Однажды папа принес котенка. Он был серый, светленький, а полоски потемнее. И глазки тоже казались серыми. Пушистый, мягонький и очень цепкий. Коготки у него были тонкие, но крепкие. Я брала его на руки, и, когда хотела спать, он не отпускал меня, приходилось отрывать его от себя. Котенок тоненько мяукал. Был большим любителем молока и разбрызгивал его, лакая. Язычок розовый, пятки и ладошки – тоже. Был большой чистюлей, старательно чистил свою шерстку и лапки. Мы его любили, да и он к нам привязался и бегал за нами.
Но однажды случилась с ним беда. Папа случайно придавил ему задние ножки, закрывая дверь. Может быть, сквозняк способствовал этому. С этого время котик заболел. Мы ухаживали за ним, но он больше не мог подниматься, ходил под себя. Мы чистили ему постельку, старались дать что-нибудь вкусненькое. Но ни пить, ни есть он уже не мог и тихо уснул навсегда. Дети устроили ему похороны. За домом, около кустика, выкопали ямку и там его похоронили. Нам было очень жалко его. Это был первый мой котенок. Потом были и другие, ведь недаром в нашей семье меня прозвали Нэлка-кошатница, а в школе – Киса. Это была первая моя встреча со смертью. Нет дыхания, нет движения, а этому предшествует страдание. Печальная история.

########

▶ [Задание 1]
Проверьте, согласуются ли с рассказом о котенке утверждения (а) «Котенок был серого цвета», (б) «Дверью котенку придавило передние лапки» и (в) «Котенка похоронили за домом». На каждое ответьте «да» или «нет» и приведите решающие слова рассказа в точности.
▶ [Задание 2]
Воспроизведите без изменений ту часть рассказа о котенке, которая открывается словами, содержащими «Однажды папа принес», и завершается словами «бегал за нами.».

▶ [Исходные данные]
########

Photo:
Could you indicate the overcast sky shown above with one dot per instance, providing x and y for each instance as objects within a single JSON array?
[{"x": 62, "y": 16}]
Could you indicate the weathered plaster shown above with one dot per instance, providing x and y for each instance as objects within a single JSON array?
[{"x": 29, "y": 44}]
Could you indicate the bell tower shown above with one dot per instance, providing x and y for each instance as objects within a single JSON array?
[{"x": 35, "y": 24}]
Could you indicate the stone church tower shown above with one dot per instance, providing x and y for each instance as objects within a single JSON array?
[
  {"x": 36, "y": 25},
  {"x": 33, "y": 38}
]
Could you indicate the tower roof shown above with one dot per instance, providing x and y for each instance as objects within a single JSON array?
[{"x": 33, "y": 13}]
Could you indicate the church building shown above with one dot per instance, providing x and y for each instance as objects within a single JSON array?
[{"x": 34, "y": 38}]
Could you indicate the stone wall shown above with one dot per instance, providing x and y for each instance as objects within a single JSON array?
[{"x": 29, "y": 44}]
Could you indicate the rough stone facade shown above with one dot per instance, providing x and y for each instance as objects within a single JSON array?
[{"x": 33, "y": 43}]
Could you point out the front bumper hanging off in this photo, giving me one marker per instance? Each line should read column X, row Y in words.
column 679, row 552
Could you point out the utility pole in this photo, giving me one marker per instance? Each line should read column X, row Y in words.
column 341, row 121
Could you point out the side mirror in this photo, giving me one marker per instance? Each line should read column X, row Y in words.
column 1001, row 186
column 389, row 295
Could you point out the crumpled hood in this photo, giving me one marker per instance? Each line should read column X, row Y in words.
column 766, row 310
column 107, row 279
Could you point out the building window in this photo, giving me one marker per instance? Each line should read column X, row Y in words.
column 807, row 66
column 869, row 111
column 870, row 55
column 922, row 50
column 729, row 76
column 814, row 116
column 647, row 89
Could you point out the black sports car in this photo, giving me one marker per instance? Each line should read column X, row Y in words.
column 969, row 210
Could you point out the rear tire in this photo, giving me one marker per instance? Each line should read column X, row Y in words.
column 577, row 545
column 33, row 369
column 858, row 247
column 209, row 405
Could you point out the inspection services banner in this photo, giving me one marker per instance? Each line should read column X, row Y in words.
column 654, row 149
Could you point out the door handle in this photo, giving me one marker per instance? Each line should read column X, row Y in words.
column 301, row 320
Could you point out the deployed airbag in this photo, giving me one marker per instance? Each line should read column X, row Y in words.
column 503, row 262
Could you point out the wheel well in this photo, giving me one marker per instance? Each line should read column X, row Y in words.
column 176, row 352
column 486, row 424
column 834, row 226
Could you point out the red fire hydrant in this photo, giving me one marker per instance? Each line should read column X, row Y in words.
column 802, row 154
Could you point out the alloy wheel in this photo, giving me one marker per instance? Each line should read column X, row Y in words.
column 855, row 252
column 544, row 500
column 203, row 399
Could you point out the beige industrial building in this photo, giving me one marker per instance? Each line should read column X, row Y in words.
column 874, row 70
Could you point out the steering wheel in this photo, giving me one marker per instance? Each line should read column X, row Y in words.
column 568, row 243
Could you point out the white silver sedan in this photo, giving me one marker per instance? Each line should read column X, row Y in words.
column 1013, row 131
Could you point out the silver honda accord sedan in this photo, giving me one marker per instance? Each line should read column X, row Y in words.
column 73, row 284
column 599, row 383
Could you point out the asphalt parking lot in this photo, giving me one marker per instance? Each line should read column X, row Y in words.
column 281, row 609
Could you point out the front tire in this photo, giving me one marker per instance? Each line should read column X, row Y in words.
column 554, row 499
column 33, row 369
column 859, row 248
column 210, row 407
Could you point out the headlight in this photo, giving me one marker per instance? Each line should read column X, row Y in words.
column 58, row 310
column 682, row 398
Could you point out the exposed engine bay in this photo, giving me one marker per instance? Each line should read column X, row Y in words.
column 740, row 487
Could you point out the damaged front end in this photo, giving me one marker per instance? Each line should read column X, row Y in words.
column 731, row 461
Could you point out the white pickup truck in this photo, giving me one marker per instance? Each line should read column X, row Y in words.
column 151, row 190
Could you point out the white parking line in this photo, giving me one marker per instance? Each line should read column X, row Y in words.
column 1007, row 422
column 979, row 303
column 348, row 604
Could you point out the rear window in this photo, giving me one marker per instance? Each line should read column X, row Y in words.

########

▶ [Ответ на задание 1]
(а) Да: «Он был серый, светленький, а полоски потемнее.»
(б) Нет: «Папа случайно придавил ему задние ножки, закрывая дверь.»
(в) Да: «За домом, около кустика, выкопали ямку и там его похоронили.»

▶ [Ответ на задание 2]
Однажды папа принес котенка. Он был серый, светленький, а полоски потемнее. И глазки тоже казались серыми. Пушистый, мягонький и очень цепкий. Коготки у него были тонкие, но крепкие. Я брала его на руки, и, когда хотела спать, он не отпускал меня, приходилось отрывать его от себя. Котенок тоненько мяукал. Был большим любителем молока и разбрызгивал его, лакая. Язычок розовый, пятки и ладошки – тоже. Был большой чистюлей, старательно чистил свою шерстку и лапки. Мы его любили, да и он к нам привязался и бегал за нами.